EMV Foundry Key Features​

  1. Reading card data:
    • EMV Foundry allows you to connect to EMV cards via card readers and extract information such as ATR (Answer to Reset), application data, encryption keys and other parameters.
    • The user can view the data in a convenient format, which simplifies analysis and modification.
  2. Editing card data:
    • The software provides tools to edit data such as Primary Account Number (PAN), expiration date, service code and other parameters.
    • This can be useful for customizing cards in test scenarios or for development.
  3. Creating and writing IST files:
    • EMV Foundry allows you to create IST (Integrated Circuit Card Specification) files, which contain the card configuration and the data needed to program it.
    • Users can write data to cards using card readers, which is important for creating test cards.
  4. Analysis and debugging:
    • EMV Foundry provides tools to analyze card and application performance to identify and correct errors.
    • Debugging features are available to help developers test their cards and applications.

How to Use EMV Foundry: Step-by-Step Guide​

1. Installation and configuration​

  • Install EMV Foundry on your computer and connect your card reader.
  • Make sure the drivers for your card reader are installed correctly.

2. Reading the card​

  • Insert the EMV card into the card reader.
  • Open EMV Foundry and select the option to read the card.
  • The software will extract the ATR and other data which will be displayed on the screen.

3. Changing data​

  • Go to the card editing section.
  • Make any necessary changes such as PAN, expiry date or other details.
  • Please ensure that all changes are correct and comply with EMV requirements.

4. Creating an IST file​

  • After editing the data, create an IST file.
  • Save the file on your computer for future use.

5. Writing data to the card​

  • Select the option to write data to EMV Foundry.
  • Download the IST file and follow the instructions to burn to the card.
  • Make sure the recording process is completed successfully.

6. Testing and verification​

  • Use tools like Cardpeek to check the data on the card after burning.
  • Make sure all data is correct and the card is functioning as expected.

Stored data entries

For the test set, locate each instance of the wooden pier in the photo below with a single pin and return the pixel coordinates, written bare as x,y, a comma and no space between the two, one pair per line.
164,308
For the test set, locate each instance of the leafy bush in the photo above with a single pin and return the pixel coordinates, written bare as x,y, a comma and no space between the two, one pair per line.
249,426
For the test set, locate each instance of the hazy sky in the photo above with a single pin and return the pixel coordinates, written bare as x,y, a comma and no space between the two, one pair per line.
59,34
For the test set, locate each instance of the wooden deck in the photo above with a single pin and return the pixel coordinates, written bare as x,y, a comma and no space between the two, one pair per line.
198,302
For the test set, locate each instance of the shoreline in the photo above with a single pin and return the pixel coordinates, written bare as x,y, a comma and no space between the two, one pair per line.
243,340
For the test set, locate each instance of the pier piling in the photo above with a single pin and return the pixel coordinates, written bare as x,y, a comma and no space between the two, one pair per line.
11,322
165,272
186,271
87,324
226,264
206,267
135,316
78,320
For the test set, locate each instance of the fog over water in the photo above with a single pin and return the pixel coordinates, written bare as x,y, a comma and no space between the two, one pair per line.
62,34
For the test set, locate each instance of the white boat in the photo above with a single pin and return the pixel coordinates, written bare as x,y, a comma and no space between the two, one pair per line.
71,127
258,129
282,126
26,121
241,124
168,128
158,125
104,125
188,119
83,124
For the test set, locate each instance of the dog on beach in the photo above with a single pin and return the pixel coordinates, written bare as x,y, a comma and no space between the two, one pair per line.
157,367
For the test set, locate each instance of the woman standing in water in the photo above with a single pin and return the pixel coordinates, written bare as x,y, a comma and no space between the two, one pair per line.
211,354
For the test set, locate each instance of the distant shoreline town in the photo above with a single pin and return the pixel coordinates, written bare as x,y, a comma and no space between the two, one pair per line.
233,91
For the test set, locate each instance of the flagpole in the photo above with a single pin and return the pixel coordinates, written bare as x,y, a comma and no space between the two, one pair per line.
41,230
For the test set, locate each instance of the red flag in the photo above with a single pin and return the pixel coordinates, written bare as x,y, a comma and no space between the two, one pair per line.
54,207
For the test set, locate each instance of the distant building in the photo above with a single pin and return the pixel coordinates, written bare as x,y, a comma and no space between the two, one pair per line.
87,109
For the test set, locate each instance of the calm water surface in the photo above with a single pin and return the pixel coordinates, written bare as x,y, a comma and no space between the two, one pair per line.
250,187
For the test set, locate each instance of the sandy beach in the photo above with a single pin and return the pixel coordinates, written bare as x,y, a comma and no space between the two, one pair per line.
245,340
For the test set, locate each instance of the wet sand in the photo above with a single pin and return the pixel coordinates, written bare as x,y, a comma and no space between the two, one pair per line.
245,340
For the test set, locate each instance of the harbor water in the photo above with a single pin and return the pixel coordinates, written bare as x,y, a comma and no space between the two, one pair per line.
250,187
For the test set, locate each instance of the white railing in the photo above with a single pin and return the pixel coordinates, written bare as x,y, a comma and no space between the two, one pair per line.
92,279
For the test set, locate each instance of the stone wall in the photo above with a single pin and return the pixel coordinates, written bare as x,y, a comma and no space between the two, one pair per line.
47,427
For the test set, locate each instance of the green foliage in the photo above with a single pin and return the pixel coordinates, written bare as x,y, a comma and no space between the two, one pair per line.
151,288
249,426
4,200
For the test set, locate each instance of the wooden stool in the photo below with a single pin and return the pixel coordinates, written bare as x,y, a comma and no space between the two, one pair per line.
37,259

_Problem 1_. Do these statements agree with the EMV Foundry guide? For each, answer yes or no and quote the words that decide it. (a) EMV Foundry can extract encryption keys from EMV cards. (b) The IST file should be saved on a USB drive. (c) Cardpeek is named as a tool for checking card data after burning.
_Problem 2_. According to the EMV Foundry guide, what does ATR stand for?
_Problem 3_. Translate this sentence from the EMV Foundry guide into Spanish: "Make sure the drivers for your card reader are installed correctly."

_Answer section 1_.
(a) Yes: "extract information such as ATR (Answer to Reset), application data, encryption keys and other parameters"
(b) No: "Save the file on your computer for future use."
(c) Yes: "Use tools like Cardpeek to check the data on the card after burning."

_Answer section 2_. Answer to Reset.

_Answer section 3_. Asegúrese de que los controladores de su lector de tarjetas estén instalados correctamente.